**Material supplied**
========
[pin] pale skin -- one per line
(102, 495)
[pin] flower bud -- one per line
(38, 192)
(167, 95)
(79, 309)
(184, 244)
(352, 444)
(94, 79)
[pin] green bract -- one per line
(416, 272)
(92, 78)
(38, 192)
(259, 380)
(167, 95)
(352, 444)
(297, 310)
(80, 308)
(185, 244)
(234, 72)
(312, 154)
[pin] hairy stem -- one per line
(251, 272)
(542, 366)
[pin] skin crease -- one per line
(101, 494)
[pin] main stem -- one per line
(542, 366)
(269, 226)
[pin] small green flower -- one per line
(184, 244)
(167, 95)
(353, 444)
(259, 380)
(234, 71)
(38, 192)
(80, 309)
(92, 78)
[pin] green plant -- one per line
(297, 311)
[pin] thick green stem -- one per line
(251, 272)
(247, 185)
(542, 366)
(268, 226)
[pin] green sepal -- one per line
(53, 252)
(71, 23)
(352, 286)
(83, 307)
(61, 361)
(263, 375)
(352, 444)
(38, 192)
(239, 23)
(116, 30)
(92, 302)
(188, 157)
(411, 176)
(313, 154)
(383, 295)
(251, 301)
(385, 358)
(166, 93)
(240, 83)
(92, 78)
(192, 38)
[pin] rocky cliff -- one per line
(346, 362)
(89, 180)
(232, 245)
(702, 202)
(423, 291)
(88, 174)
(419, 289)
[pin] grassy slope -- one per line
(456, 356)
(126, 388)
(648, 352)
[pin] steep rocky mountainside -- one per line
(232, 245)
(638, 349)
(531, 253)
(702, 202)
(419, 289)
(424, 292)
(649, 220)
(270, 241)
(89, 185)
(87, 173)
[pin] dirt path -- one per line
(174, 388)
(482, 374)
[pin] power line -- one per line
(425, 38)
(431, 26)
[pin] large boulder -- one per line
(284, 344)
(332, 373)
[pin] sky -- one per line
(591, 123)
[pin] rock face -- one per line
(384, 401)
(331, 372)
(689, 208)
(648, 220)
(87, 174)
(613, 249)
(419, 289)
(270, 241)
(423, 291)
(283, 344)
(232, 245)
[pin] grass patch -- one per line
========
**Exercise description**
Copy out the records above, changing every "green" to "olive" and keeping all other text the same.

**Exercise response**
[pin] pale skin -- one per line
(102, 495)
[pin] flower bud -- one per line
(38, 192)
(167, 95)
(79, 309)
(184, 244)
(352, 444)
(94, 79)
[pin] olive bract -- one per line
(416, 272)
(92, 78)
(38, 192)
(259, 380)
(167, 95)
(352, 444)
(297, 310)
(80, 308)
(185, 244)
(234, 72)
(312, 154)
[pin] hairy stem -- one per line
(251, 272)
(542, 366)
[pin] skin crease -- one per line
(101, 494)
[pin] main stem -- one per line
(542, 366)
(269, 226)
[pin] small olive flower -- one per line
(184, 244)
(167, 95)
(353, 444)
(259, 380)
(234, 71)
(38, 192)
(80, 309)
(92, 78)
[pin] olive plant -- one per line
(297, 311)
[pin] thick olive stem -- one per line
(251, 272)
(247, 185)
(542, 366)
(268, 226)
[pin] olive sepal -- one per line
(53, 252)
(71, 23)
(352, 286)
(83, 307)
(61, 361)
(263, 375)
(352, 444)
(38, 192)
(239, 23)
(116, 30)
(92, 302)
(188, 157)
(411, 176)
(313, 154)
(383, 295)
(251, 301)
(385, 358)
(166, 93)
(240, 83)
(92, 78)
(192, 38)
[pin] rocky cliff -- one per line
(346, 362)
(89, 180)
(232, 245)
(702, 202)
(423, 291)
(88, 174)
(419, 289)
[pin] grassy slope -- one per line
(456, 356)
(126, 388)
(648, 352)
[pin] steep rocky mountainside -- one per line
(232, 245)
(638, 349)
(531, 253)
(702, 202)
(419, 289)
(424, 292)
(649, 220)
(270, 241)
(89, 185)
(87, 173)
[pin] dirt path -- one per line
(174, 388)
(482, 374)
[pin] power line -- one per line
(425, 38)
(431, 26)
[pin] large boulder -- one per line
(284, 344)
(332, 373)
[pin] sky -- one per line
(591, 123)
[pin] rock face -- one per line
(384, 401)
(331, 372)
(689, 208)
(648, 220)
(87, 174)
(613, 249)
(419, 289)
(270, 241)
(423, 291)
(283, 344)
(232, 245)
[pin] grass patch -- one per line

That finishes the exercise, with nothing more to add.